TASK:
Transcribe this listing exactly; omit the pictures.

========================================================================

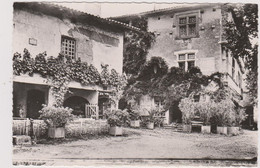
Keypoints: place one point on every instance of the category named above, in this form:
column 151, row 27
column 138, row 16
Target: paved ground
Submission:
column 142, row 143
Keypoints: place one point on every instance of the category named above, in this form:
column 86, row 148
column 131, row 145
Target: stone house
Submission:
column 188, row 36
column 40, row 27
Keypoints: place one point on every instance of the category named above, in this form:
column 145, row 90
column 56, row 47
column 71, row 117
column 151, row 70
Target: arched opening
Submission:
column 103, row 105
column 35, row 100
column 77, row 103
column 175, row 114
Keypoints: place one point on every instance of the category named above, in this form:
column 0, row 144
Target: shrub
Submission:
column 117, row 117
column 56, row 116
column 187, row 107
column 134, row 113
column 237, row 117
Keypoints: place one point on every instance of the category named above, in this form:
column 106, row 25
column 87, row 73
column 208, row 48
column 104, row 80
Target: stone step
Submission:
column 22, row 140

========================================================================

COMPLETED TASK:
Keypoints: place one point on every instance of the category named above, in this form:
column 151, row 27
column 138, row 16
Target: paved ground
Submission:
column 142, row 143
Keypoints: place one point on every instance of the category named above, in this form:
column 86, row 148
column 131, row 145
Target: stone house
Submission:
column 188, row 36
column 40, row 27
Keypoints: place one point on every instance of the category named above, in this form:
column 145, row 90
column 56, row 47
column 71, row 117
column 151, row 70
Target: arched opening
Submission:
column 103, row 105
column 35, row 100
column 77, row 103
column 175, row 114
Keypoints: place one point on every instance of the category named above, in this form:
column 0, row 144
Target: shrub
Submission:
column 117, row 117
column 56, row 116
column 187, row 107
column 134, row 113
column 237, row 117
Keypoints: place one point on every instance of the category named above, in this form:
column 106, row 25
column 87, row 73
column 208, row 48
column 104, row 80
Target: stone step
Submission:
column 22, row 140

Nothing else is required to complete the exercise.